文档节选.
────────

Given a binary search tree (BST), find the lowest common ancestor (LCA) of two given nodes in the BST.
According to the definition of LCA on Wikipedia: “The lowest common ancestor is defined between two nodes p and q as the lowest node in T that has both p and q as descendants (where we allow a node to be a descendant of itself).”
Given binary search tree: root = [6,2,8,0,4,7,9,null,null,3,5]
_______6______
/ \
___2__ ___8__
/ \ / \
0 _4 7 9
/ \
3 5
Example 1:
Input: root = [6,2,8,0,4,7,9,null,null,3,5], p = 2, q = 8 Output: 6 Explanation: The LCA of nodes 2 and 8 is 6.
Example 2:
Input: root = [6,2,8,0,4,7,9,null,null,3,5], p = 2, q = 4 Output: 2 Explanation: The LCA of nodes 2 and 4 is 2, since a node can be a descendant of itself according to the LCA definition.
Note:
- All of the nodes' values will be unique.
- p and q are different and both values will exist in the BST.
题目:寻找最近公共祖先。
思路:最近公共祖先的可能性分为三种,p,q全在左子树中;q,p全在右子树中;q,p一个在左子树一个在右子树。对于一二种的,递归调用左子树和右子树即可,对于第三种情况,p,q的最近祖先就是根节点,找不到比根节点更近的了。因此写出程序如下:
class Solution {
public:
TreeNode* lowestCommonAncestor(TreeNode* root, TreeNode* p, TreeNode* q) {
if(root->val<p->val&&root->val<q->val){
return lowestCommonAncestor(root->right,TreeNone* p,TreeNode* q);
}
else if(root->val>p->val&&root->val>q->val){
return lowestCommonAncestor(root->left,TreeNone* p,TreeNode* q);
}
else
return root;
}
};

────────

练习目标. 根据上方关于二叉搜索树最近公共祖先的文档节选中的思路,如果p和q一个在左子树、一个在右子树,它们的最近公共祖先是哪个节点?

────────

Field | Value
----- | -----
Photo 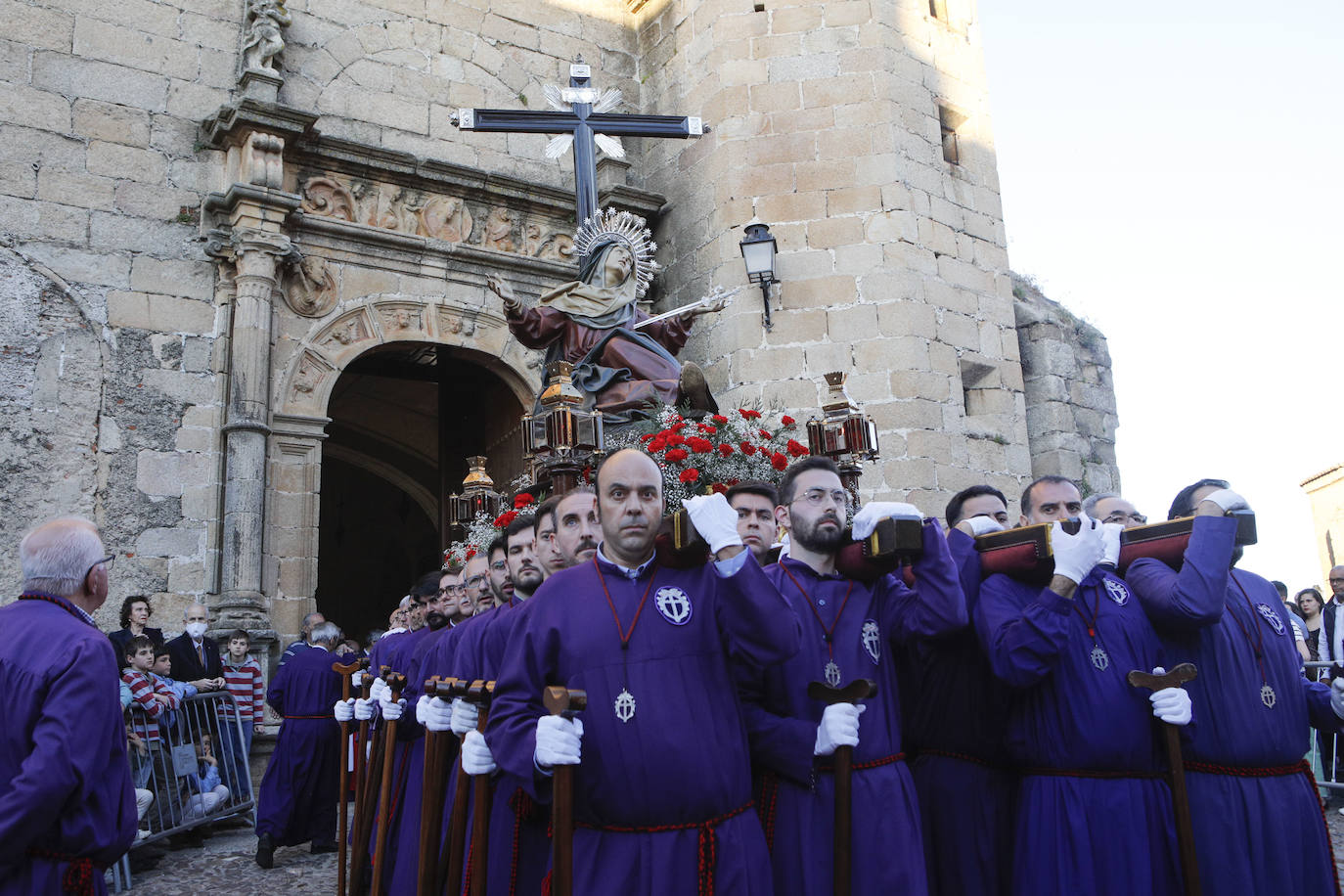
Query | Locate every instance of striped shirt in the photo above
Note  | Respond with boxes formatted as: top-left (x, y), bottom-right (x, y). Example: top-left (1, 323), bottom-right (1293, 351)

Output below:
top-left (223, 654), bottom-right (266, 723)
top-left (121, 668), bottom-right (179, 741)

────────

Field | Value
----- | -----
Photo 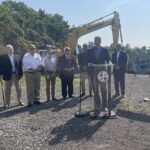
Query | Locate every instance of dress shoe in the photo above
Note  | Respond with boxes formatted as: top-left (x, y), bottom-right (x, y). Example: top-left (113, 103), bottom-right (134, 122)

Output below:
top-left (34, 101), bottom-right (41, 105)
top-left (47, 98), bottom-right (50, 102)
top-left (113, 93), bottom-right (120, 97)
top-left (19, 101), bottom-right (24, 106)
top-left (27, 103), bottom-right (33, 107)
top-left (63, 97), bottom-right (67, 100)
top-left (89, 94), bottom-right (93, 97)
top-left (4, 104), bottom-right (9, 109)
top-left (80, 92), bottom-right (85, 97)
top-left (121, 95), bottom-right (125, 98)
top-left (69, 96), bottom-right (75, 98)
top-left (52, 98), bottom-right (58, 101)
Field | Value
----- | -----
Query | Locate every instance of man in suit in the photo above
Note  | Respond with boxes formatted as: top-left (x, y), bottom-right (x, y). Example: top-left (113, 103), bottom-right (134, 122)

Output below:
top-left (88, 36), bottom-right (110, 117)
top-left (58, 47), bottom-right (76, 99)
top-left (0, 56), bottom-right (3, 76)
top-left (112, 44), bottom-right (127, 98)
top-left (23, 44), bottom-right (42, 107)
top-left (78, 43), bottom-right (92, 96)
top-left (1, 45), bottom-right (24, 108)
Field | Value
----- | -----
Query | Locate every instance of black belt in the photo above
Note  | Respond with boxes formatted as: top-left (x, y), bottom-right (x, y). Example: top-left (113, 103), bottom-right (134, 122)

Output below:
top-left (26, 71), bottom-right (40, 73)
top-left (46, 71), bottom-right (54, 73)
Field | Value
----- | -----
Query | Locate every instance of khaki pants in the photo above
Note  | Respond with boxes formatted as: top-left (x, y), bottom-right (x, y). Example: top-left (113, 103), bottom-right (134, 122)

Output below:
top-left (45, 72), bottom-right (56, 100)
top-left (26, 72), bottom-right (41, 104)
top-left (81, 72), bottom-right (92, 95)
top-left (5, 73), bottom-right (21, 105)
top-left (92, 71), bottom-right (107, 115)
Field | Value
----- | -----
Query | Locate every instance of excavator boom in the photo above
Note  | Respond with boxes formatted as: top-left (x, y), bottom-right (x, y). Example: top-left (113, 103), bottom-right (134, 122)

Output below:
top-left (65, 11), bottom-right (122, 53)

────────

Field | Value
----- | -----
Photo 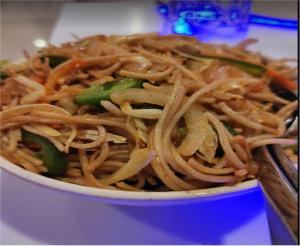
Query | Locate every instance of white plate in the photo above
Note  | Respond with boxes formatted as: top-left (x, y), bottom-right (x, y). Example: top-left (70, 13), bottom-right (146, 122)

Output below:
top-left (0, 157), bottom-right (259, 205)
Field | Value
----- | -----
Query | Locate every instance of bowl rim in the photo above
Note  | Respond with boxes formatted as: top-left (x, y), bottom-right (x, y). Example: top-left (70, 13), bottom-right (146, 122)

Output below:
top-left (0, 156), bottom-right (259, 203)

────────

书面解答. 它们的最近公共祖先是根节点。